**Text:**
---

The decision to have a weight loss surgical procedure may take several visits to a doctor's office or consultation with more than one doctor. Ask your doctor for names of other patients who have had similar procedures and who are willing to discuss their experiences, good and bad, with you. If you choose to research weight loss surgery on your own on the Internet or at your local library, be sure that your sources are responsible, recognized experts in the field. An excellent resource for weight loss surgery is the American Society for Metabolic & Bariatric Surgery (ASMBS).
It is important to remember that there are no guarantees in any kind of medicine or surgery. There can be unexpected outcomes in even the simplest procedures. Weight loss surgery will only succeed when the patient makes a lifelong commitment. Some of the challenges a person faces after weight loss surgery can be unexpected; lifestyle changes can strain relationships within families and between married couples. To help patients achieve their goals and deal with the changes that surgery and weight loss can bring, we offer follow-up care in the form of individual therapy and support groups led by our bariatric services teams. You will also receive nutritional follow-up counseling from a dietitian, telephone and e-mail support and continuing education opportunities.
Your decision to have the procedure is entirely up to you. After gathering all the information, you must decide if the benefits outweigh the side effects and potential complications. This surgery is only a tool. Your ultimate success depends on your commitment to the recommended dietary, exercise and lifestyle changes.

---

**Dataset extract:**
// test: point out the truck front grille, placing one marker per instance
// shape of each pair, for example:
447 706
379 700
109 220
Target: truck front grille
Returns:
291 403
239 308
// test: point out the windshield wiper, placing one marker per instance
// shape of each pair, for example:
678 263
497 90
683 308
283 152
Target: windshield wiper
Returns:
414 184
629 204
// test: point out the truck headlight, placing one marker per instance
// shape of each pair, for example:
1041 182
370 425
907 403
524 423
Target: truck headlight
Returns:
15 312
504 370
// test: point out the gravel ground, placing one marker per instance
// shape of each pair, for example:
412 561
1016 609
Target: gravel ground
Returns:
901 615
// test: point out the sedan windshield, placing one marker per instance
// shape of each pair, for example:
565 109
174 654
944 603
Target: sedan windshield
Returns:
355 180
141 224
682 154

---

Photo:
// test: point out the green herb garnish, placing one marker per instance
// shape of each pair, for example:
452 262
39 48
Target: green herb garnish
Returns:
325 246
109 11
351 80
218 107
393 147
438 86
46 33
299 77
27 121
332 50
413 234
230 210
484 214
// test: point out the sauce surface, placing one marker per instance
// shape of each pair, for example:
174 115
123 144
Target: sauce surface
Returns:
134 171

---

**Set of tasks:**
1. Answer these from the weight loss surgery text:
(a) Which organization is named as an excellent resource for weight loss surgery?
(b) Who gives the nutritional follow-up counseling?
(c) What does the last paragraph call the surgery?
2. Copy the stretch of the weight loss surgery text from "Your decision to" through "and lifestyle changes.".
3. Translate this sentence from the weight loss surgery text into Spanish: "Your decision to have the procedure is entirely up to you."
Work only from the weight loss surgery text, not the rows.

**Task-by-task answers:**
1.
(a) The American Society for Metabolic & Bariatric Surgery (ASMBS)
(b) A dietitian
(c) Only a tool

2.
Your decision to have the procedure is entirely up to you. After gathering all the information, you must decide if the benefits outweigh the side effects and potential complications. This surgery is only a tool. Your ultimate success depends on your commitment to the recommended dietary, exercise and lifestyle changes.

3. La decisión de someterse al procedimiento depende completamente de usted.